SUPPLIED TEXT ->
===
After a long and arduous hunt, she finally found her biological mother in “el puro campo”: “the real country.” Finally, everything started to make sense. “I don’t have a lot of physical ailments,” she says. “That has always been a mystery to me—why don’t I get a cold? Or get the flu? And why do I have all my wisdom teeth?” When Sadye stepped onto her birth mother’s farm, she saw “fresh fruits and cows and chickens running around, and hella dogs.” The fact that she’d spent the first eight months of her life there had seemingly “armed me with some strong foundation for health.”
There were other things about meeting her birth mother: their uncanny resemblance, their shared spirituality, feeling as if she got her “fighting spirit” from her biological father after hearing that he was a guerrilla who died fighting the U.S.-backed Contras. Sadye says it was the “little things” that helped her “find some sort of connectedness. It was really valuable for me. And it really armed me with a stronger sense of identity—of who I am and where I came from.”
Sadye and her biological mother, 2009
Nowadays, fewer domestically adopted kids have to set out on an odyssey to find their parents because open adoptions are becoming the norm—most adoptees know exactly who their biological mother is, and in many cases form a relationship with them. According to the Evan B. Donaldson Adoption Institute, “closed” infant adoptions are now a silver of all adoptions overall (about 5 percent), with 40 percent "mediated" and 55 percent “open." These new customs are changing the way family looks, and with the right policies in place, they could provide a model for transnational adoptions, too.
When I ask her if she is resentful of her mom, Pam, she gives me a decisive “no.” For Sadye, finding her biological mother on her own helped her take control of her identity. But perhaps if Sadye had known these details from a young age, if “my mom took some ownership over that culture as if it was her own the same way I took ownership of her [Jewish and Greek] culture,” it might have led to less shame.
It’s hard to fault any good and present parent for not being thoughtful enough. But white parents can make the reality of racism in America easier to talk about. As one adoptee put it to Jones: “You need parents...who can say: ‘You might experience some of this. I’m sorry. We are in this together.' ” When it comes to race, Lee says, “prospective parents and adoptive parents need to be more uncomfortable than comfortable.”
Seven years before she met her biological mother, Sadye stood on the Oberlin College quad with Pam as a prospective student, feeling awkward and out of place, as prospective students tend to feel. A group of students—all women of color—walked right up to her. Her mom made herself scarce and Sadye, then alone with these strangers, remembers feeling instantly at home. One of the women casually asked Sadye, “What are you?” Surprising herself, she replied, “I’m El Salvadorian... but I’m adopted.”
Just like that, it was over. She was “out.”
“And then they said ‘cool’ and the conversation kept going!” she says. It was the first time she’d ever told anyone so openly, so decisively. An immense weight was lifted from her shoulders.
We’re slowly moving away from that stodgy, 1950s idea of adoption and family. But I’m hoping it can move a little faster, so that the next generation of Sadyes will be surrounded by a society of people who consider her normal. I have an intense desire to take away all Sadye’s pain—of not belonging, of feeling ugly, of not knowing where she came from. I imagine what it could have been like for Sadye as a young girl learning Spanish with Pam on a beach in El Salvador. I imagine them devouring pupusas, laughing. I imagine Sadye casually telling her kindergarten friends that she had been adopted from thousands of miles away. And then they say, “cool,” and the conversation keeps going.
Collier Meyerson is a writer and producer living in Brooklyn.
===
INFORMATION SUPPLIED ->
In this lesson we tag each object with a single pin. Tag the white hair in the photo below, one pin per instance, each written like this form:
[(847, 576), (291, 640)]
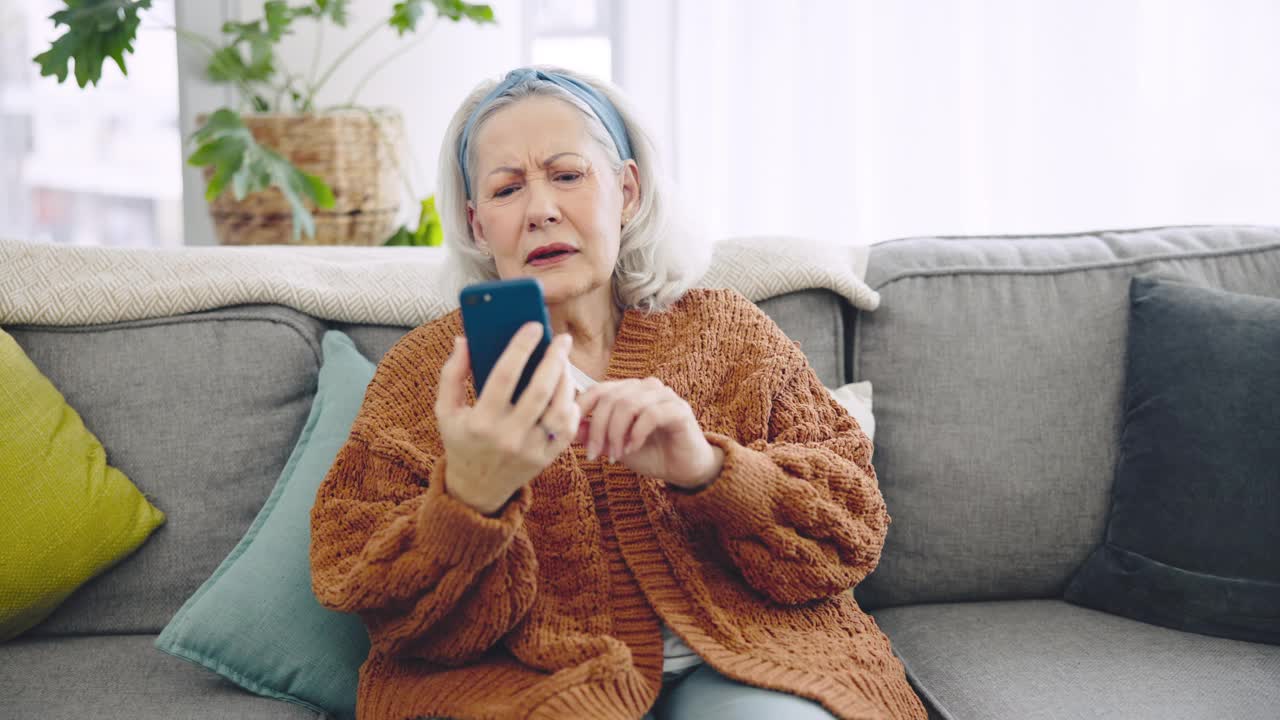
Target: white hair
===
QUESTIONS ON THE MATERIAL ->
1: According to the adoption article, why do fewer domestically adopted kids now have to go on a long search for their parents?
2: Write out the passage of the adoption article from "Seven years before" to "from her shoulders.", word for word.

ANSWERS BY ITEM ->
1: Open adoptions are becoming the norm. As a result, most adoptees know exactly who their biological mother is, and in many cases they form a relationship with her.

2:
Seven years before she met her biological mother, Sadye stood on the Oberlin College quad with Pam as a prospective student, feeling awkward and out of place, as prospective students tend to feel. A group of students—all women of color—walked right up to her. Her mom made herself scarce and Sadye, then alone with these strangers, remembers feeling instantly at home. One of the women casually asked Sadye, “What are you?” Surprising herself, she replied, “I’m El Salvadorian... but I’m adopted.”
Just like that, it was over. She was “out.”
“And then they said ‘cool’ and the conversation kept going!” she says. It was the first time she’d ever told anyone so openly, so decisively. An immense weight was lifted from her shoulders.